Exercise requirements: Using the figure legend on PBMC cell type annotation below, decide whether each statement is accurate, and for each answer yes or no with the deciding words of the legend quoted exactly: (a) Kang et al. correlated 173 differentially expressed genes. (b) RCA annotated the left-most cells in cluster 4 as CD8+ T cells. (c) SingleR annotated 30.4% of cluster 3 as naive CD8+ T cells.

Document segment:

--------------------------------

Supplementary Figure 1: Comparison of annotations of PBMC data with reference-based methods for cell type annotation.

This figure accompanies Fig. 1c. t-SNE plots of the PBMC-4K scRNA-seq data21. The plots are colored by the top annotation using the methods presented by Kang et al.22 (top left), Li et al.23 (top right) and SingleR (bottom left). Kang et al. correlated 173 differentially expressed genes learned by comparison of scRNA-seq clusters of PBMCs. Li et al. (RCA) used a bulk microarray reference dataset for correlation. SingleR introduced a fine-tuning step to refine correlation with bulk datasets. While all methods agreed on the general annotations of monocytes, T cells, B cells and NK cells, annotations differed for cellular subtypes: RCA annotated the left-most cells in cluster 4 as NK cells, while the method of Kang et al. and SingleR annotated them as CD8+ T cells, which was supported by the expression of individual genes CD3E (general T cell marker) and CD8A. It is of note that NKG7 and GNLY are commonly used as NK cell markers but are also expressed in activated CD8+ T cells. The method of Kang et al. and RCA annotated the cells in cluster 3 as CD4+ T cells, while SingleR annotated 47.7% of this cluster as naive CD8+ T cells and 30.4% as central memory CD8+ T cells (TCM). The CD8A marker, along with CCR7 and SELL (markers for naïve cells), supported this annotation. The expression of IL7R (marker for memory T cells) in some of those cells suggested that this cluster also contained memory cells, as annotated by SingleR. FOXP3 (a marker of regulatory T cells) was found only in a small proportion of Treg cells (in the sorted Treg cells, only 5.6% of cells expressed FOXP3); however, SingleR suggested that many of the cells in cluster 1 were in fact Treg cells. In this comparison, only SingleR was able to distinguish highly similar cell states, and these differential annotations were supported by gene markers viewed individually.

--------------------------------

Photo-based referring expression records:

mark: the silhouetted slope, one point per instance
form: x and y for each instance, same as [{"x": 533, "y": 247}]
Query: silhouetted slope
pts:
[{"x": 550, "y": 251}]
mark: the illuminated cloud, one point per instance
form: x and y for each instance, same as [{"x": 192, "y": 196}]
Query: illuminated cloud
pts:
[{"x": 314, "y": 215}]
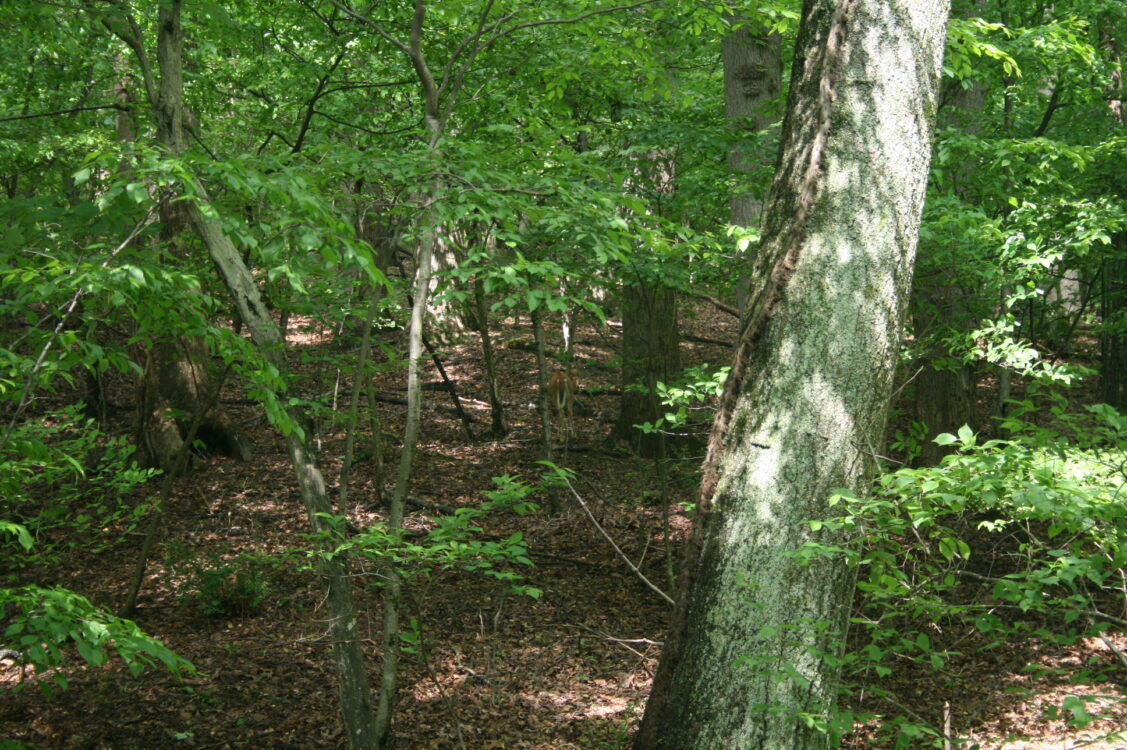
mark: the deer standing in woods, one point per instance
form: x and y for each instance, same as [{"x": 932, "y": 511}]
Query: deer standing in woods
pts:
[{"x": 561, "y": 390}]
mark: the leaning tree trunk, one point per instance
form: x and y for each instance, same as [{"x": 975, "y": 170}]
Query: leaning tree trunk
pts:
[
  {"x": 168, "y": 109},
  {"x": 752, "y": 655}
]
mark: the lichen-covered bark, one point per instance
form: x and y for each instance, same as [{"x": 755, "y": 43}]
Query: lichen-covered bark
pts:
[{"x": 807, "y": 399}]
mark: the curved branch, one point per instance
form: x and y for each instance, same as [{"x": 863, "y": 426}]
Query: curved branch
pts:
[{"x": 121, "y": 107}]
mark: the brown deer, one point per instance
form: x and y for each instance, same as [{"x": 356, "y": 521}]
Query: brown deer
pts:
[{"x": 561, "y": 390}]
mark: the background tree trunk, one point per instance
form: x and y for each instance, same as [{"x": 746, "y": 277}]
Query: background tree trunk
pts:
[
  {"x": 752, "y": 80},
  {"x": 805, "y": 407}
]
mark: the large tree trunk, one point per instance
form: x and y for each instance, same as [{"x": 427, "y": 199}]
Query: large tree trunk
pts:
[{"x": 752, "y": 651}]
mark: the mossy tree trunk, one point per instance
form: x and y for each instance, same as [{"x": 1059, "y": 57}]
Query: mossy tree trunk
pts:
[{"x": 752, "y": 650}]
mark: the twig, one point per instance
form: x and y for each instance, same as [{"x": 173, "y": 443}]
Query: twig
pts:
[{"x": 617, "y": 549}]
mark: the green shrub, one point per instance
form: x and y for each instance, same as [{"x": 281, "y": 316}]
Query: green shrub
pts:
[
  {"x": 42, "y": 624},
  {"x": 239, "y": 588}
]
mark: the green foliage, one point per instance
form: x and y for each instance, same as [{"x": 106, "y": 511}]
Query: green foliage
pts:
[
  {"x": 43, "y": 623},
  {"x": 453, "y": 543},
  {"x": 230, "y": 589},
  {"x": 65, "y": 484},
  {"x": 1044, "y": 509},
  {"x": 689, "y": 399}
]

--------------------------------

Output:
(a) Yes: "Kang et al. correlated 173 differentially expressed genes learned by comparison of scRNA-seq clusters of PBMCs."
(b) No: "RCA annotated the left-most cells in cluster 4 as NK cells"
(c) No: "SingleR annotated 47.7% of this cluster as naive CD8+ T cells and 30.4% as central memory CD8+ T cells (TCM)"